課題: 以下の統合意識についての本文を、最後の文の後から書き継ぐこと。

本文:
では、統合意識について、もう少し詳しく見ておこう。ワンネス、あるいは統合意識は、しばしば、心理的な観念に過ぎないもので、私たちの心の中にしかその存在を認識できないものだと考えられている。一部の教師たちは、量子力学的な意味でもつれ合っているのだから、私たちはワンネスだ、と述べている。私は、そのような言い分は、取るに足らない、意味のないものだと思う。もちろん、人類は全て同じ実在から生み出されたものであり、その実在の中では全員が繋がっている、という意味では、私たちはみな一つである。(訳注:これは生命樹との関係を意味している。)だが、観念やスピリチュアルな洞察を心理的に認識するだけでは、実際にワンネスを経験し現実化していく上では不十分なのである。統合意識とは、私たちが、この第9の波の助けを受けながら作り上げ、実践して行かなければならないものであり、それは国際的な通貨崩壊の後で初めて可能になるのである。誤解してはならないことは、ワンネスとは私たちが個人として備える属性ではなく、私たち相互と、そして私たちと神性とのあいだにおける関係性なのだ。

提供データ:
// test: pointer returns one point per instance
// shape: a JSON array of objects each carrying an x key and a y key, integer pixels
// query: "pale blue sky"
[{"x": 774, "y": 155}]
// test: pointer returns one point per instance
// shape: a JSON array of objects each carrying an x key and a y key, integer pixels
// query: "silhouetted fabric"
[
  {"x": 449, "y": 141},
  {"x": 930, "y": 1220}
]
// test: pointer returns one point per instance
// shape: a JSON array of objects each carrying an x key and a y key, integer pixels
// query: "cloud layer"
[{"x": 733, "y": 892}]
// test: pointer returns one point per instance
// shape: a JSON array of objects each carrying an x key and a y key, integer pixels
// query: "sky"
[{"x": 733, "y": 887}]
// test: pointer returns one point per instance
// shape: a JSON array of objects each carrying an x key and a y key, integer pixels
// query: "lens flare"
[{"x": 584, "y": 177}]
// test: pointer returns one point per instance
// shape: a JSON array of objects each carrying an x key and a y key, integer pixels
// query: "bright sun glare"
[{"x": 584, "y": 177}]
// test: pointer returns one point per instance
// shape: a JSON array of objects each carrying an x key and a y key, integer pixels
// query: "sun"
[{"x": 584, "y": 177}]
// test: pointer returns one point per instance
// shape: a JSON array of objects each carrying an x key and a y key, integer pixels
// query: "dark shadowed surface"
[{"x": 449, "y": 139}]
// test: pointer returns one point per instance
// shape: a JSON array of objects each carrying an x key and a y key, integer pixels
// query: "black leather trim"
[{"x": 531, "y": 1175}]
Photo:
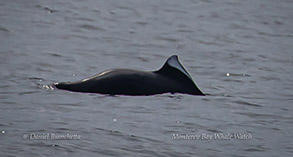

課題への回答:
通貨システムの役割と、それが現在はどのように働いているかを調べてみよう。現代の世界では、「銀行」と呼ばれるものがあって、多くの人々が銀行のコンピューターの中に、いわゆる「口座」を持っている。コンピューターの中の口座は、あなたがどれだけの「お金」を持っているかを測る数字なのである(これは、たとえばアメリカではドルを単位にしている。)実際には、人類の大多数はそのような口座など持っていないが、一部の人々は、彼らの名義で、口座の中に1万ドルを持っているだろう。中には、1千万ドルとか、100億ドルを持っている人もいるだろう。それ以上に、多くの人々の口座は、銀行から借りているためにマイナスの数字になっているのだ。このように、どこでも、だれもが大体同じ時間を労働に充てているのに、口座の中の数字には莫大な開きがあるのだ。時には、地球に仕える行為に応じた報酬もあるかもしれないが、そうではないことが遙かに多い。実際には、最も地球を傷つけた人々が最高額の銀行預金を持っているのだ。とにかくも、この銀行のコンピューターの中の数字こそが、他の何にも増して権力の構造を決定していることに気付くべきだろう。高い数字を持つ者が、低い数字の者を支配しているのだ。お金とは、現実の存在ではない。しかし、社会を規制する法律によって、コンピューターの中の数字が支配するシステムが維持されているのだ。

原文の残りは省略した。